### Point-per-instance localization data

- Opening Delimiter -

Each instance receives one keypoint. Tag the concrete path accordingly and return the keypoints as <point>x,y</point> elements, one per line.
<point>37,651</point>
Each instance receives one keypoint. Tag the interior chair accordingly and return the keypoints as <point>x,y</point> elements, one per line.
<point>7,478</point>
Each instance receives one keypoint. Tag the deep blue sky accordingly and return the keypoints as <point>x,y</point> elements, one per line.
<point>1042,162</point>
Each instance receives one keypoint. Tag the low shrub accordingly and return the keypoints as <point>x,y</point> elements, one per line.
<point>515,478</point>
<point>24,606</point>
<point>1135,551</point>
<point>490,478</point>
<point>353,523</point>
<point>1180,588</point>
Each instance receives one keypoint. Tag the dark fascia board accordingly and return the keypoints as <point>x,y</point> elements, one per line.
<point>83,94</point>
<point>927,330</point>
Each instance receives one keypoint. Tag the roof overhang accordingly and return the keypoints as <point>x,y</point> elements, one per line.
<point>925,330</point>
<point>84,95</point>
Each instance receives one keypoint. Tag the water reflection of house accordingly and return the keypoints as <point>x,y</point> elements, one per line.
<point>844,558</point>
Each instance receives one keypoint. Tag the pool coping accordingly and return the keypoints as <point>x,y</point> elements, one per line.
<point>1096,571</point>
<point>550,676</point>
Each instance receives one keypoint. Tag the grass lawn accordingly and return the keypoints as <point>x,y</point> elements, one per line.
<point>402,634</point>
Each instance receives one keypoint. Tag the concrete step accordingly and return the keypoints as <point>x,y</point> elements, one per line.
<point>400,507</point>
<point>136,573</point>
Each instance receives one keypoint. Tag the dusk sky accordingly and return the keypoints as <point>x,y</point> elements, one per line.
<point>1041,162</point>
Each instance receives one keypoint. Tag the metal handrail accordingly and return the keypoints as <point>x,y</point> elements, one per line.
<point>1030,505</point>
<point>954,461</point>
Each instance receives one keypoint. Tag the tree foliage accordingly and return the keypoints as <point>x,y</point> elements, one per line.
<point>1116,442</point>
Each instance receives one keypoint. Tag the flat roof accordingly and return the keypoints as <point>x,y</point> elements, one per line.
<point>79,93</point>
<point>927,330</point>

- Closing Delimiter -

### Work required
Your reply must reproduce all records above exactly.

### Answer to this problem
Each instance receives one keypoint. Tag the concrete path accordingly and return the keypoints as <point>x,y</point> elements, one per line.
<point>37,651</point>
Each instance receives one keypoint. Tag the interior chair accordingly and return the keypoints as <point>x,y</point> elements, one per line.
<point>7,478</point>
Each instance receives one keypoint. Tag the deep blue sky accordingly and return the keypoints as <point>x,y</point> elements, one per line.
<point>1042,162</point>
Each instance receives one keypoint. Tag the low shrub accordingly and return the keypoints as <point>x,y</point> elements, one per line.
<point>515,478</point>
<point>24,606</point>
<point>1135,551</point>
<point>490,478</point>
<point>353,523</point>
<point>1180,588</point>
Each instance receives one keypoint. Tag the dark fascia board accordingly and return the keypoints as <point>x,y</point> elements, one per line.
<point>83,94</point>
<point>927,330</point>
Each instance receives one keypoint. Tag the roof overhang accordingly and return the keypoints as <point>x,y</point> elements, one per line.
<point>925,330</point>
<point>84,95</point>
Each instance receives one keypoint. Tag the water reflection of house accordingly and return the keypoints as <point>x,y</point> elements, one per line.
<point>844,558</point>
Each instance receives one keypoint. Tag the pool coping accordingly and return the keypoints as <point>x,y</point> elements, one per line.
<point>1096,571</point>
<point>550,676</point>
Each instance receives one keypoint. Tag the grass lawn accordingly and return the keypoints as <point>x,y</point> elements, one per line.
<point>402,634</point>
Each instance receives one keypoint. Tag the concrete step accordingly and return the keypoints as <point>x,y</point> elements, one per line.
<point>400,507</point>
<point>136,573</point>
Each instance receives one keypoint. Tag the dusk sky accordingly and return the keypoints as <point>x,y</point> elements, one per line.
<point>1041,162</point>
Each instance receives one keypoint. Tag the metal handrail accordingly and return the keypoints as <point>x,y</point> elements, one per line.
<point>1030,505</point>
<point>954,461</point>
Each instance receives one keypoint. Tag the tree foliage accordingly and return the keypoints as <point>x,y</point> elements, one per line.
<point>1116,442</point>
Each instance receives one keypoint. Tag the flat roof accordingly and return the keypoints as <point>x,y</point> elements, one per line.
<point>79,93</point>
<point>927,330</point>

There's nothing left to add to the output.